I'd be concerned about huge cores building up if someone's e.g. playing
around with molds, but something like this would definitely be nice

On Tuesday, 16 August 2016, Philip Monk <philip.m...@tlon.io> wrote:

> vii) Hoon at the dojo doesn't change the subject for future commands.  In
> general, hoon twigs can only change the subject for their own children.
> The `=<var> <twig>` prefix is a dojo feature to add variables to your
> subject, so you could get into the habit of prefixing your lines with `=it
> `.  I agree, however, that the dojo should do this for you.  It's probably
> not that hard of a change.
>
> On Mon, Aug 15, 2016 at 11:01 AM, Zach Gotsch <orbipe...@gmail.com
> <javascript:_e(%7B%7D,'cvml','orbipe...@gmail.com');>> wrote:
>
>> I started out with the Urbytes, which were great and super easy to
>> follow. After I read the three which are available I dived into the Hoon
>> guide (in order, freely disengaging if I didn't feel ready for stuff or
>> didn't see the point of things yet). It was much denser and more difficult.
>> I think I would have benefitted from some more depth in the examples at
>> http://urbit.org/docs/hoon/examples/.
>>
>> i) Cool, I'll check it out.
>>
>> ii) Heh, I am just one of those traditionalist type-lovers, but I kind of
>> expected `=` to be the sort of function which doesn't hold truck with
>> types. In Urbyte 0, it mentions that types are just unsigned integers of
>> arbitrary length. `=` shows that this isn't quite the whole story. In my
>> opinion (which probably isn't worth much yet, admittedly!) `=` checking
>> types will keep a lot of silly bugs from happening, and the pragmatic thing
>> to do is to keep an eye out for them.
>>
>> iii) Got it.
>>
>> iv) Filed, https://github.com/urbit/urbit/issues/769
>>
>> v) Yes, meant `@dr` thanks Anton. Brain wires got crossed, everything
>> makes sense again!

→ Source records
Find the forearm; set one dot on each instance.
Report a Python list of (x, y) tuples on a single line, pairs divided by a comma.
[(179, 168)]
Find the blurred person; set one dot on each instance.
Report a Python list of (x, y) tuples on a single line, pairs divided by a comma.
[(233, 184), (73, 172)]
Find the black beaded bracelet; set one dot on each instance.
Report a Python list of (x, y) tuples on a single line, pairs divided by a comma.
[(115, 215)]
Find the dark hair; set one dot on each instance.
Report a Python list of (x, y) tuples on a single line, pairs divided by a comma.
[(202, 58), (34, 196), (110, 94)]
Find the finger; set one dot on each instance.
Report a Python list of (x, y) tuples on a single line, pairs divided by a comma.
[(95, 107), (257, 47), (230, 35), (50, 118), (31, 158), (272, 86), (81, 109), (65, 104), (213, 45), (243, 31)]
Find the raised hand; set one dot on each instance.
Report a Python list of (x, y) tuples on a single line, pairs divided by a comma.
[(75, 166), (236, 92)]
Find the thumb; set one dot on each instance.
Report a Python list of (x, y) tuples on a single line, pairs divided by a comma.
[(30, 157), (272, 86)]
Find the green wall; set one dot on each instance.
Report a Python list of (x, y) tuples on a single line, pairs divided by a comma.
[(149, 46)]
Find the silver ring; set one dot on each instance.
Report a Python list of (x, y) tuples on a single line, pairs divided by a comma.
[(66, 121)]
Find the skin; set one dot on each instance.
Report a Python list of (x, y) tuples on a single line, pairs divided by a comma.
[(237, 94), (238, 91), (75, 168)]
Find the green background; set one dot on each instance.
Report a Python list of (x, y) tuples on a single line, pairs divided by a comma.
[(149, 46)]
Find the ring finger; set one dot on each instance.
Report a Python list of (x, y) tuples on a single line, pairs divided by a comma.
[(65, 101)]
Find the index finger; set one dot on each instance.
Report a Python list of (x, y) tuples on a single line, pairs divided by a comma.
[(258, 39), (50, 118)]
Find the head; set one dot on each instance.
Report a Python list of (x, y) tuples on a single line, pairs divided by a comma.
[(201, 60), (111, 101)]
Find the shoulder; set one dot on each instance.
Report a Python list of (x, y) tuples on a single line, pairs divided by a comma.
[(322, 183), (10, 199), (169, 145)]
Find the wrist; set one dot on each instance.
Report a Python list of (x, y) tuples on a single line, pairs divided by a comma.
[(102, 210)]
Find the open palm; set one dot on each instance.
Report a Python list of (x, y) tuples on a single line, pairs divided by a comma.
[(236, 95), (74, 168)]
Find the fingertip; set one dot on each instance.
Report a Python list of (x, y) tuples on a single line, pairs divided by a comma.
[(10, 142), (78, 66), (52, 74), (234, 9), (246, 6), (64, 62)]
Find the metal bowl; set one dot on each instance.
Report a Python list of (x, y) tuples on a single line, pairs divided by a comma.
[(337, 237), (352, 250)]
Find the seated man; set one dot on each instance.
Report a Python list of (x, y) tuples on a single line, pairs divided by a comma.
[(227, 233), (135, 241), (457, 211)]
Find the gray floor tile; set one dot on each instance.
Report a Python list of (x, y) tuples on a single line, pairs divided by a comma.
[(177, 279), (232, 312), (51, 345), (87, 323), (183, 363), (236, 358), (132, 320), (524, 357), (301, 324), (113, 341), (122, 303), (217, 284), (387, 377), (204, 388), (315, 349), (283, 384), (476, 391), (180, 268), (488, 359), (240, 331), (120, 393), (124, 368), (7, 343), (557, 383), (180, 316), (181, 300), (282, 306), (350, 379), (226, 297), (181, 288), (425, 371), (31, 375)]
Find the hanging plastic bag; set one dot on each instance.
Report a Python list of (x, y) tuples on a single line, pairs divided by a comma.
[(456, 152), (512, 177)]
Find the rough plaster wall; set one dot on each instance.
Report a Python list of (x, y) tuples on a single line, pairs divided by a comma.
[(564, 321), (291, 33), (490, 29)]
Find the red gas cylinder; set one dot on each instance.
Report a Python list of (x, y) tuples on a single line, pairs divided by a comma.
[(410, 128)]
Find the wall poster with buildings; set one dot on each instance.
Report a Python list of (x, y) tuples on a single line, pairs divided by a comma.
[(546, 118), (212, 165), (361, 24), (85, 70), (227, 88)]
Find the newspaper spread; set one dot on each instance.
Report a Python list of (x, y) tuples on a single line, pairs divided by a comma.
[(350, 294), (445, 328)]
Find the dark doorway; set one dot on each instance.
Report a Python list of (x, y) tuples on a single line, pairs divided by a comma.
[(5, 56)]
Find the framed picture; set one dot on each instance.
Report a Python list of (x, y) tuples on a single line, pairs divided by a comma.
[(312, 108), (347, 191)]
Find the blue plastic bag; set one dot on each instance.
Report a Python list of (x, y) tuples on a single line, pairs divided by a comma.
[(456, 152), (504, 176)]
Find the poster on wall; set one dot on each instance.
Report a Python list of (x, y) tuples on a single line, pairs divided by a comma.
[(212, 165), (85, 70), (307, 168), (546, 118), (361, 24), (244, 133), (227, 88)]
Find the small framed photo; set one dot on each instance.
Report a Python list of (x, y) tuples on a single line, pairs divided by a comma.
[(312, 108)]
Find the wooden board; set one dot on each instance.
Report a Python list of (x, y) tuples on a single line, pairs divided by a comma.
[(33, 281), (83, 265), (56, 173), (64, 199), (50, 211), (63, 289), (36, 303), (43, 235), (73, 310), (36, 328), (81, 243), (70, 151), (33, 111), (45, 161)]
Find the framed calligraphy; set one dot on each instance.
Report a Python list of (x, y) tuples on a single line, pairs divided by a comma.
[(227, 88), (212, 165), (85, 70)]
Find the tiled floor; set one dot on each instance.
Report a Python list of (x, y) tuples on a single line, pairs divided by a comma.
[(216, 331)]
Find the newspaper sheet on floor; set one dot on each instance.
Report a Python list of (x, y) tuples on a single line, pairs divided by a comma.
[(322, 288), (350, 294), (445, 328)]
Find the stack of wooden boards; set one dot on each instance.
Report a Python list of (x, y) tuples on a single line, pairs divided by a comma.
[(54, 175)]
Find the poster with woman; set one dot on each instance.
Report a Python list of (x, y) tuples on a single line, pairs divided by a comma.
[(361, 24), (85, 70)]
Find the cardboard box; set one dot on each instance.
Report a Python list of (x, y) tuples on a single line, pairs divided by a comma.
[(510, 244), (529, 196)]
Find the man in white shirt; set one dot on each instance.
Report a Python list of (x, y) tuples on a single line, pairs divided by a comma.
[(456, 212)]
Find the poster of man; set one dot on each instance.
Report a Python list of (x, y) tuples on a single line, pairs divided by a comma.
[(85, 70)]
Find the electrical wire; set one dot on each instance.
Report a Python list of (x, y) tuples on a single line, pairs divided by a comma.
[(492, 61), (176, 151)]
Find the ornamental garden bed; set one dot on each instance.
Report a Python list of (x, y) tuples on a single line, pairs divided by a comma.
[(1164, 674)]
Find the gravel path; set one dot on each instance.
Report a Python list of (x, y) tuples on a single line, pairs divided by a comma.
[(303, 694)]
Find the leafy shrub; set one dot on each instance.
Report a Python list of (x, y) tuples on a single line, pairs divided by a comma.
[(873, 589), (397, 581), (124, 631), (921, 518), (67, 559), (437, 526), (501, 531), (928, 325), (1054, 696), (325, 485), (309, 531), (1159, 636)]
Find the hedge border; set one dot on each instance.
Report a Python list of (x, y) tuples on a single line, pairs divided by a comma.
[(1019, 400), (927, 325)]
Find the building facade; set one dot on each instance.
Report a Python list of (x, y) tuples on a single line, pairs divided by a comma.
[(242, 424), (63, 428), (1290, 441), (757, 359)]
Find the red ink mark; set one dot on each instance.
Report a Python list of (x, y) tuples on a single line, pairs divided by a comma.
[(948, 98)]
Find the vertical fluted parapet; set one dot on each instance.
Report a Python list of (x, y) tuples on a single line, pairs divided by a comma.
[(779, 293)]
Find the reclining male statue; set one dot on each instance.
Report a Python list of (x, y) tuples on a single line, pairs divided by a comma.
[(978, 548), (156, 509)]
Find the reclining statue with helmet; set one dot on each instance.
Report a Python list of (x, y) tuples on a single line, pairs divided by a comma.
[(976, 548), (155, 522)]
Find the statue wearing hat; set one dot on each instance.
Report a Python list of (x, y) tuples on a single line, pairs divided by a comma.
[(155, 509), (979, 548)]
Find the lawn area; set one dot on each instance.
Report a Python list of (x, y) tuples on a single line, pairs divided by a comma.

→ Task list
1. Quote the stretch of the email thread from "On Tuesday, 16" through "their own children.".
2. Gather every line in the entries that contains the string "plastic", treating case as significant.
The entries have no connection to the email thread.

→ Task responses
1.
On Tuesday, 16 August 2016, Philip Monk <philip.m...@tlon.io> wrote:

> vii) Hoon at the dojo doesn't change the subject for future commands.  In
> general, hoon twigs can only change the subject for their own children.

2.
Find the hanging plastic bag; set one dot on each instance.
Find the blue plastic bag; set one dot on each instance.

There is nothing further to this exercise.